____ Material to process

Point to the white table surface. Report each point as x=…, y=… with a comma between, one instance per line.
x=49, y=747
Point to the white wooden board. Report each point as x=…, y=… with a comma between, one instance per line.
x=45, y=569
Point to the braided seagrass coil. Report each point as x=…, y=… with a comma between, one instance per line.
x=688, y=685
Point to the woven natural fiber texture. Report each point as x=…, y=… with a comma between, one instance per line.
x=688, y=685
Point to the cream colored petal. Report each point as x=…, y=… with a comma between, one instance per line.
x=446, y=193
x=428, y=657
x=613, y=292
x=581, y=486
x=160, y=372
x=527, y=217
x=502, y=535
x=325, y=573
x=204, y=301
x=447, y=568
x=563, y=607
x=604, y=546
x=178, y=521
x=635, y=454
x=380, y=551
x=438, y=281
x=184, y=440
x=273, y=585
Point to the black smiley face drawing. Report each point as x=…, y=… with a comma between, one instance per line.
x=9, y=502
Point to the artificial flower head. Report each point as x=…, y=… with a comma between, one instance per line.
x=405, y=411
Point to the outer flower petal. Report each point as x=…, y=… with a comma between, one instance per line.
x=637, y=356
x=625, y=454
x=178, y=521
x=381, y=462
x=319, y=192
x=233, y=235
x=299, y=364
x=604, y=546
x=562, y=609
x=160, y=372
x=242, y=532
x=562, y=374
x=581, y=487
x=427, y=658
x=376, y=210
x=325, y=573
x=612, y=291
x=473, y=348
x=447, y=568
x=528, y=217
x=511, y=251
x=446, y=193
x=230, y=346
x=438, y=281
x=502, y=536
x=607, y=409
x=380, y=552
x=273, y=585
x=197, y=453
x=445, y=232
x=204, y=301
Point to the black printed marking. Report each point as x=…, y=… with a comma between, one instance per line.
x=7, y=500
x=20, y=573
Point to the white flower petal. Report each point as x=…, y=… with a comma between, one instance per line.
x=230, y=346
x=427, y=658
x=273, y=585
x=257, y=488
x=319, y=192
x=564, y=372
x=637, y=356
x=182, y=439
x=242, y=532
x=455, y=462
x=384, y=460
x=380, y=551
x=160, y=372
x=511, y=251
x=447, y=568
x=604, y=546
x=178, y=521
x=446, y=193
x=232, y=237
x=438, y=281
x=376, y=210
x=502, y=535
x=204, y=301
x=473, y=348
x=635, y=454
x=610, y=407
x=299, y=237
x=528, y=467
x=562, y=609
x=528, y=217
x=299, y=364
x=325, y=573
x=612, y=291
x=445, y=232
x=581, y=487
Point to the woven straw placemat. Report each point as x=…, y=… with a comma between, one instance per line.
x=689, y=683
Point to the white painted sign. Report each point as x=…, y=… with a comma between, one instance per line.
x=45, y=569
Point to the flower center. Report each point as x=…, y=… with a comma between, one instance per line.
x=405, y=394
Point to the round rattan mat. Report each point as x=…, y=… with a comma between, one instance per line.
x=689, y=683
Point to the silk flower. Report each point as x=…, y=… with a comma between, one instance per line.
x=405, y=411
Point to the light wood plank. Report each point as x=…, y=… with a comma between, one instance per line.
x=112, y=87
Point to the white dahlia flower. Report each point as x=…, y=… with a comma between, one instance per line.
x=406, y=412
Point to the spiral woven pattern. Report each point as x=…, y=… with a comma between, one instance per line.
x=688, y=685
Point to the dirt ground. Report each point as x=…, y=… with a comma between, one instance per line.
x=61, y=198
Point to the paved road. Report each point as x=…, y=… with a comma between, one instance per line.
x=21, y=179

________

Prompt :: In the stretch of records from the line containing "Point to the flower" through the end of the records, switch "rattan" to "bamboo" and write out those lines again with nothing else altered.

Solution ::
Point to the flower center. Report each point as x=…, y=… with a comma between, one instance per line.
x=405, y=394
Point to the round bamboo mat. Report each point as x=…, y=… with a comma between, one instance per line.
x=689, y=683
Point to the silk flower. Report each point as x=…, y=… with a comma between, one instance per line.
x=405, y=411
Point to the light wood plank. Report each point as x=…, y=… with a comma between, one instance per line.
x=112, y=87
Point to the white dahlia flower. Report each point as x=…, y=… with a comma between, one instance per line.
x=406, y=412
Point to the spiral woven pattern. Report each point as x=…, y=… with a comma between, one instance per line.
x=688, y=685
Point to the dirt ground. Report each point as x=…, y=… with a comma between, one instance per line.
x=61, y=198
Point to the paved road. Report each point as x=…, y=… with a comma between, one instance per line.
x=21, y=179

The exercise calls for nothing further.